All of the data below should be written out exactly.

>> Start Dataset extract

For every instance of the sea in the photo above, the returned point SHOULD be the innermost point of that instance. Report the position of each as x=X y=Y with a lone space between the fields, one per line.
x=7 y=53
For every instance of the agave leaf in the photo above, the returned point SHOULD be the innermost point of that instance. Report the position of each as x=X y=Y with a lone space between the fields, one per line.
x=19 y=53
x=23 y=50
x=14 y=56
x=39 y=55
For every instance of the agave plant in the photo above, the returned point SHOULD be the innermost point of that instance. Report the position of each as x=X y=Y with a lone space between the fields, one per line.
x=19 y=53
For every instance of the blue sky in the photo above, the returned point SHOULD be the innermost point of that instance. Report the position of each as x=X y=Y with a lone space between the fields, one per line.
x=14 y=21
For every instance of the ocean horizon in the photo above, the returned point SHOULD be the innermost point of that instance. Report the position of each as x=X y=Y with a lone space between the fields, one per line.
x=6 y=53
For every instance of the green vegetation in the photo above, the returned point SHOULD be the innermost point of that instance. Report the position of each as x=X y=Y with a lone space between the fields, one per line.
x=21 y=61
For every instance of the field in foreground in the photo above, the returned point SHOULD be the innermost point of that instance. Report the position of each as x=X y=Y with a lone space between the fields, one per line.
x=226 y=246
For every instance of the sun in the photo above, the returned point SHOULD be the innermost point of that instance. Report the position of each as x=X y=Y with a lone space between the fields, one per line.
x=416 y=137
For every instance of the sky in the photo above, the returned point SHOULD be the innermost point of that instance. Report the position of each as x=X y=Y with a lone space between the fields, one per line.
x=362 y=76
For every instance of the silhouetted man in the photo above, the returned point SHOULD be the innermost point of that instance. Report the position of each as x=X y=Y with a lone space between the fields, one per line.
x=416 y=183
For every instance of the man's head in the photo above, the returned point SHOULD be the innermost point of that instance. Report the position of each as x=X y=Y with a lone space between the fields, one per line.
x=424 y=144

>> End Dataset extract

** The output **
For every instance of the sea in the photo above, the returned point SHOULD be the innermost point of that instance. Report the position of each as x=X y=Y with a lone space between the fields, one per line.
x=7 y=53
For every instance of the agave leaf in the photo above, the returned point SHOULD be the innermost point of that instance. Report the position of each as x=X y=Y with a lone space between the fields, one per line.
x=19 y=53
x=23 y=50
x=14 y=56
x=39 y=55
For every instance of the agave plant in the photo above, the returned point SHOULD be the innermost point of that instance. Report the position of each as x=X y=Y with a lone space between the fields, one per line.
x=19 y=53
For every instance of the blue sky in the photo above, the returned point SHOULD be the innermost point of that instance. Report the position of each as x=X y=Y with a lone space between the fields, one per line.
x=14 y=21
For every instance of the ocean horizon in the photo above, the returned point SHOULD be the innermost point of that instance. Report the position of each as x=X y=Y with a lone space between the fields, one per line.
x=6 y=53
For every instance of the green vegetation in the photo above, the returned point SHOULD be the innermost point of that instance. Report the position of each as x=X y=Y with a lone space between the fields, one per line.
x=21 y=61
For every instance of the field in foreground in the photo above, the returned point SHOULD be the innermost point of that instance. Report the position of each as x=X y=Y with a lone space between the fields, one per line.
x=226 y=246
For every instance of the sun in the photo above, the returned point SHOULD be the innermost point of that instance. Report the position of each as x=X y=Y with a lone space between the fields, one per line.
x=416 y=137
For every instance of the sky in the photo above, the returned point SHOULD be the innermost point of that instance. Report the position of each as x=X y=Y with a lone space between the fields, one per line.
x=362 y=76
For every instance of the silhouetted man in the photo above, the returned point SHOULD be the innermost point of that instance. Report the position of each as x=X y=Y with a lone space between the fields, one per line.
x=416 y=183
For every instance of the man's head in the photo above, the returned point SHOULD be the innermost point of that instance. Report the position of each as x=X y=Y with a lone space between the fields, one per line.
x=424 y=144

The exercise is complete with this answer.